**WHAT NEEDS TO BE DONE**
The full listing is to be returned exactly as given, but without pictures.

*** Opening TASK INPUT ***

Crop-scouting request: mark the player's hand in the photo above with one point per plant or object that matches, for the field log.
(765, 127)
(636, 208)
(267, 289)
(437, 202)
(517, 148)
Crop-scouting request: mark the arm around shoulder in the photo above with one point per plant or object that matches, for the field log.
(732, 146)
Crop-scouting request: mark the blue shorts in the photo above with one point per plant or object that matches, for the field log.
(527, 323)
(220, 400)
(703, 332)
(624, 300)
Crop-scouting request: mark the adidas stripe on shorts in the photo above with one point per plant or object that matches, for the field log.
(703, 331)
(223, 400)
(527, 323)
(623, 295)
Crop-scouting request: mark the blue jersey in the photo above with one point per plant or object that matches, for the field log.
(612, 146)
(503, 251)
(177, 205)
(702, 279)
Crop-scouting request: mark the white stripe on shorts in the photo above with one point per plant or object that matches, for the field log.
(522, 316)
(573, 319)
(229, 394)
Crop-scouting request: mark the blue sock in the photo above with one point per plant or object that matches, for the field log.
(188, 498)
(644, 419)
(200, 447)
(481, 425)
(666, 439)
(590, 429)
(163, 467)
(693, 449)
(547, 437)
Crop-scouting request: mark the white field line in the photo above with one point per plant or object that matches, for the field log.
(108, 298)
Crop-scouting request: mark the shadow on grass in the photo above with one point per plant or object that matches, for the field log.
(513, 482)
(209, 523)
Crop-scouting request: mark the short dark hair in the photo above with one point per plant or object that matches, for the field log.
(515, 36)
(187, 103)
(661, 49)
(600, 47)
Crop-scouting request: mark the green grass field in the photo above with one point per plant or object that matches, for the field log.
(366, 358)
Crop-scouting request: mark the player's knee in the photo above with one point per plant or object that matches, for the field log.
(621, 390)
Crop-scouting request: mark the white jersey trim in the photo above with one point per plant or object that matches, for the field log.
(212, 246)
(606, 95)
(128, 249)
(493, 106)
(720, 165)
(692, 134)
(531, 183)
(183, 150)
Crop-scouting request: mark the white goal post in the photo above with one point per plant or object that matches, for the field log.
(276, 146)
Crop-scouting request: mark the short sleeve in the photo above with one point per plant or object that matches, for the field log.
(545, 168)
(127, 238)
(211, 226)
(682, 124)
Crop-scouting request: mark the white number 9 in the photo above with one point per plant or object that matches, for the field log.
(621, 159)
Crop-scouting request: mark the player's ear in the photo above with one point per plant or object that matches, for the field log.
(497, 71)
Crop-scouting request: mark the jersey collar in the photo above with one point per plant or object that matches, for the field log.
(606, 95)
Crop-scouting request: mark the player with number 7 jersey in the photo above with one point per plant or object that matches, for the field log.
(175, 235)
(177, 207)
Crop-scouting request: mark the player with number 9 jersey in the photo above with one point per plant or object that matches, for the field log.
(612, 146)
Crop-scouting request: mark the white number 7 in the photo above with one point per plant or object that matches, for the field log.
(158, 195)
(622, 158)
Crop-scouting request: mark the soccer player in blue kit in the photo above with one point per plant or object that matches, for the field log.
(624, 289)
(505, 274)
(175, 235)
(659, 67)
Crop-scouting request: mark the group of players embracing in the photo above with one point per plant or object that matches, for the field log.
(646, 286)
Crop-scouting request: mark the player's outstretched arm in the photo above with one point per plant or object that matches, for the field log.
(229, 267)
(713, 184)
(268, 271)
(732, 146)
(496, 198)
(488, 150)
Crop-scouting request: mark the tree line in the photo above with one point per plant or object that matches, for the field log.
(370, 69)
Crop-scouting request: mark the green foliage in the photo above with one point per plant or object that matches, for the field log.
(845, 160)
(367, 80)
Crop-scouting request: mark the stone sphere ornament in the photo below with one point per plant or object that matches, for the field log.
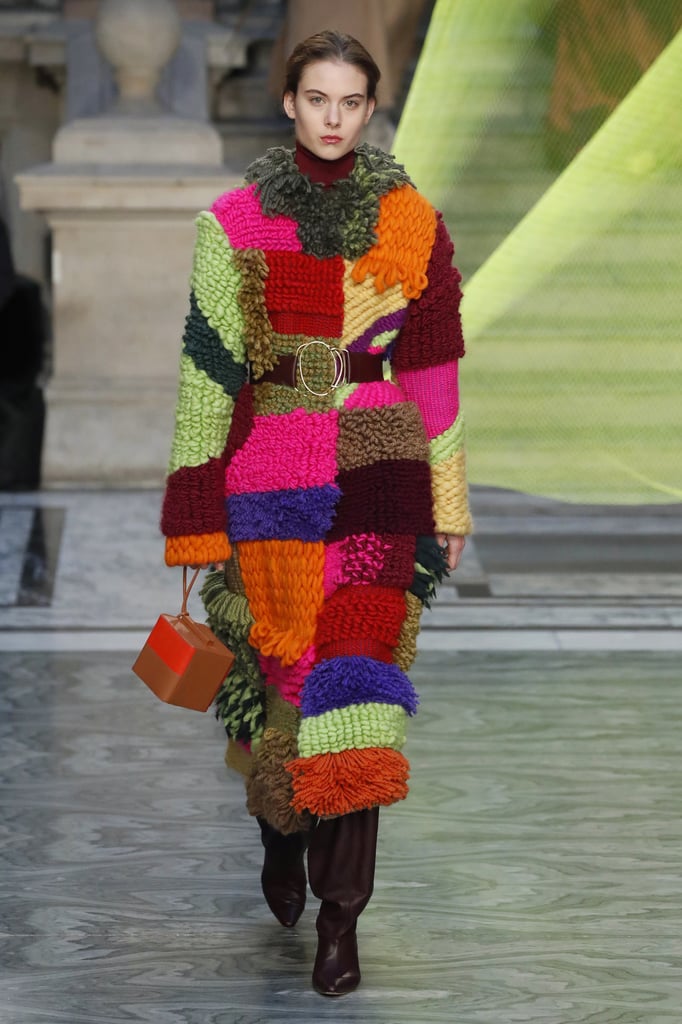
(138, 38)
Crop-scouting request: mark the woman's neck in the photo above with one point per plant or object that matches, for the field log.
(321, 171)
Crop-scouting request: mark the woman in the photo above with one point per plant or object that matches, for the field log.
(317, 464)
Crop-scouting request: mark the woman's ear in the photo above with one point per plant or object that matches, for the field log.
(289, 104)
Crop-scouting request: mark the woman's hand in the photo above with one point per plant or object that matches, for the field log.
(453, 546)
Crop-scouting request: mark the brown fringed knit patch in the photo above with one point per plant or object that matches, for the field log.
(406, 652)
(257, 329)
(269, 791)
(368, 435)
(238, 758)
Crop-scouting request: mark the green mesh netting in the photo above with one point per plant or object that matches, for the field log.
(572, 309)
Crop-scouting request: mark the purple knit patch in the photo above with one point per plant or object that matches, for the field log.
(304, 514)
(392, 322)
(342, 681)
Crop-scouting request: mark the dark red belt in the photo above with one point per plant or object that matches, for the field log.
(345, 368)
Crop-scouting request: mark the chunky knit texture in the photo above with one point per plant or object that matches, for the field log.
(324, 506)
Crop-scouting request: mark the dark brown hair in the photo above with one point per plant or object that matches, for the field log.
(330, 45)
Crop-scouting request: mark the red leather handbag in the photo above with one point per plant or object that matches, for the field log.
(182, 662)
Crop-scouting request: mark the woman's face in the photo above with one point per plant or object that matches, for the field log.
(330, 108)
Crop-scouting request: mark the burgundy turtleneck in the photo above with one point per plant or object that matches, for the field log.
(321, 171)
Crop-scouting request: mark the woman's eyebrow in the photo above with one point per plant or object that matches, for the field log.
(318, 92)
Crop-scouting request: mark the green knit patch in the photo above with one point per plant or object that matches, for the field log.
(241, 708)
(203, 343)
(341, 219)
(228, 612)
(430, 567)
(216, 281)
(449, 442)
(202, 419)
(354, 727)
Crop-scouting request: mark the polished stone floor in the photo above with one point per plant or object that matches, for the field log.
(534, 873)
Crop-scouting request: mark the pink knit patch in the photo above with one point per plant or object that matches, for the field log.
(288, 680)
(333, 563)
(248, 227)
(373, 394)
(297, 450)
(436, 393)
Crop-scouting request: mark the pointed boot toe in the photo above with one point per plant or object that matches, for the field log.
(337, 970)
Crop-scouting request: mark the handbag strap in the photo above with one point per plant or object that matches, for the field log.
(186, 589)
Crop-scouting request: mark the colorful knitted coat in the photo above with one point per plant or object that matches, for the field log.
(316, 501)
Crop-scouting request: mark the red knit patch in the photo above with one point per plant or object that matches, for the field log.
(304, 295)
(354, 614)
(361, 646)
(194, 502)
(432, 332)
(389, 497)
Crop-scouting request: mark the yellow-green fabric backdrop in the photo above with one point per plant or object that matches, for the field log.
(572, 310)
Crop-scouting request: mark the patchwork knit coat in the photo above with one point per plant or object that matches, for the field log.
(321, 504)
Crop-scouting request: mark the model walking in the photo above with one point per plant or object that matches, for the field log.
(317, 464)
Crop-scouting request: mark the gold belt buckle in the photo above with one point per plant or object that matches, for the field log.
(340, 366)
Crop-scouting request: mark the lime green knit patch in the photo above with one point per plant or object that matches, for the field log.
(355, 727)
(446, 443)
(202, 418)
(216, 281)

*** Closing TASK INPUT ***

**WORKED SOLUTION**
Crop-scouting request: mark the player's hand in the photo above with one point per plant or object that matches, for the field log.
(765, 127)
(636, 208)
(267, 289)
(437, 202)
(517, 148)
Crop-scouting request: mark the arm around shoulder in the photo above with one point per plant or object that matches, for the field log.
(732, 146)
Crop-scouting request: mark the blue shorts in the photo above with one point per plant or object that matches, for the field log.
(527, 323)
(220, 400)
(703, 332)
(624, 300)
Crop-scouting request: mark the adidas stripe on shorts in the photo above with one point per plant or object that matches, for the field log.
(703, 331)
(223, 400)
(527, 323)
(623, 295)
Crop-scouting request: mark the blue jersey in the photo above with one point per plant or object that matches, for the field log.
(612, 146)
(503, 251)
(177, 205)
(702, 279)
Crop-scouting request: mark the white stripe on shorts in the photo above with one point per plant or object that matches, for the field log.
(522, 316)
(573, 319)
(229, 394)
Crop-scouting request: mark the blue sock in the photo above with one point per plant or object that matches, for the field log.
(188, 498)
(644, 419)
(200, 447)
(481, 425)
(666, 439)
(590, 429)
(163, 467)
(693, 449)
(547, 437)
Crop-scouting request: mark the white field line in the photo above with one point per plant or object that matches, for the field log.
(108, 298)
Crop-scouting request: mark the shadow on grass in the photo above with one point per plant or object that matches, for the field log.
(513, 482)
(209, 523)
Crop-scouting request: mark the short dark hair in the photo above with one point per plant or object that matches, for the field log.
(515, 36)
(187, 103)
(661, 49)
(600, 47)
Crop-scouting request: mark the green grass field in the photo above with one point per plant or object that matches, for the field log.
(366, 358)
Crop-scouting request: mark the player's knee in the photo above with one point per plant or object that matches, for the field log.
(621, 390)
Crop-scouting request: mark the white jersey trim in the photo above with one point per plant or object that matches, for the field log.
(212, 246)
(606, 95)
(128, 249)
(493, 106)
(720, 165)
(692, 134)
(531, 183)
(183, 150)
Crop-scouting request: mark the white goal post in the photo above with one point per plant or object that matches, for the field log.
(276, 146)
Crop-scouting request: mark the short sleeve in the photo above with one point per plant or object that matches, for the field log.
(545, 168)
(127, 238)
(211, 226)
(682, 124)
Crop-scouting request: mark the white number 9 in the photo above with one point per plant or object that matches, for the field log.
(621, 159)
Crop-scouting request: mark the player's ear in the photo above with one point per plant or object that matches, for the field log.
(497, 71)
Crop-scouting request: mark the jersey collar in the photo above with one point per plant or object that matches, for the field log.
(606, 95)
Crop-scouting request: mark the player with number 7 jersey in the photo above with one point per plant or object that matches, for the field log.
(175, 235)
(177, 207)
Crop-scouting request: mark the player with number 9 jersey in the photo above with one point per plant or object that matches, for the field log.
(612, 146)
Crop-scouting request: mark the white number 7 in the photo above with one point per plant or object that matches, for the field log.
(158, 195)
(622, 158)
Crop-scouting request: mark the soccer player in blue kit in the photo above with one point per plant or object that matches, for the field log.
(624, 289)
(505, 274)
(175, 235)
(659, 67)
Crop-scouting request: mark the group of players embracing in the photo above with one point per plant or object that matches, for the field log.
(646, 286)
Crop-scouting request: mark the player's outstretched arm in the photo above with one point per plant or object that matches, for the field log.
(229, 267)
(713, 184)
(268, 271)
(732, 146)
(496, 198)
(488, 150)
Crop-scouting request: mark the tree line in the photo above with one point per plant or object that matches, for the field log.
(370, 69)
Crop-scouting request: mark the green foliage in the photo above with one point per plant or object that matches, for the field log.
(845, 160)
(367, 80)
Crop-scouting request: mark the stone sphere ornament in the photo below with one point per plant or object that matches, for the field log.
(138, 38)
Crop-scouting request: mark the woman's neck in the photo above with one point per plant or object that matches, for the field log.
(321, 171)
Crop-scouting request: mark the woman in the photo above with one point per plant or object that matches, for the field log.
(317, 464)
Crop-scouting request: mark the woman's ear in the photo above with one point per plant or object that matches, for the field log.
(289, 104)
Crop-scouting request: mark the woman's hand in the photo above with one point per plant or object that matches, for the field log.
(453, 546)
Crop-scouting request: mark the brown fringed knit patch in the photo above with one point per plant or object that matches, for the field log.
(406, 652)
(257, 329)
(269, 791)
(368, 435)
(238, 758)
Crop-scouting request: mark the green mesh netting in the photo above with one point per plant or object that matches, for the field log.
(572, 309)
Crop-scouting request: mark the purple knit patch in the photo above with one point per plant or object that matches, for the field log.
(304, 514)
(392, 322)
(342, 681)
Crop-scouting request: mark the dark red belt in the photo above with one point per plant or object that matches, for the field log.
(345, 368)
Crop-scouting request: mark the chunky knit texture in the photo above with one point per plant or object that matches, for the field log.
(324, 506)
Crop-scouting request: mark the dark brown hair in the photo above with one point per plant or object that matches, for the field log.
(330, 45)
Crop-scouting request: mark the red leather handbag in the photo above with one point per plant or object that matches, for the field log.
(182, 662)
Crop-scouting request: mark the woman's face in the photo above with one point per plant or object that matches, for the field log.
(330, 108)
Crop-scouting request: mark the burgundy turtleneck in the photo above with one point per plant or object that matches, for the field log.
(321, 171)
Crop-scouting request: mark the woman's eyebrow in the photo above with one point per plant or object that matches, for the field log.
(318, 92)
Crop-scouting request: mark the green knit patch in the photo above with one point per plant or object that matches, for the field log.
(241, 708)
(203, 343)
(341, 219)
(228, 612)
(430, 567)
(216, 281)
(449, 442)
(202, 419)
(354, 727)
Crop-scouting request: mark the polished stone floor in the photo above with one point per plant or object that matches, for the field log.
(534, 873)
Crop-scouting request: mark the pink knit patch in the photo above with one point per plant or object that matches, for the field log.
(288, 680)
(333, 563)
(248, 227)
(373, 394)
(297, 450)
(436, 393)
Crop-scouting request: mark the pointed boot toe in the photo above with one point per plant or object that matches, for the field log.
(337, 970)
Crop-scouting request: mark the handbag strap in the photo above with one point per plant or object that matches, for the field log.
(186, 589)
Crop-scouting request: mark the colorful knitted coat in the photo above with one point per plant or object that matches, for the field log.
(316, 501)
Crop-scouting request: mark the red knit patch in the photo above with one point per plant or object that matches, for the field log.
(304, 295)
(354, 614)
(361, 646)
(194, 502)
(432, 332)
(389, 497)
Crop-scouting request: mark the yellow-green fabric backdrop in the photo above with one point per plant or object that matches, for the field log.
(572, 310)
Crop-scouting request: mark the patchwork knit coat in the photo above with one point per plant or object that matches, for the field log.
(321, 504)
Crop-scouting request: mark the model walking in the photo above with one point per plant or object that matches, for the field log.
(317, 464)
Crop-scouting request: mark the gold belt buckle in the photo above with one point per plant or object that matches, for the field log.
(340, 366)
Crop-scouting request: mark the lime green knit patch in the photo above with one point per plant or object that matches, for the field log.
(355, 727)
(446, 443)
(202, 418)
(216, 281)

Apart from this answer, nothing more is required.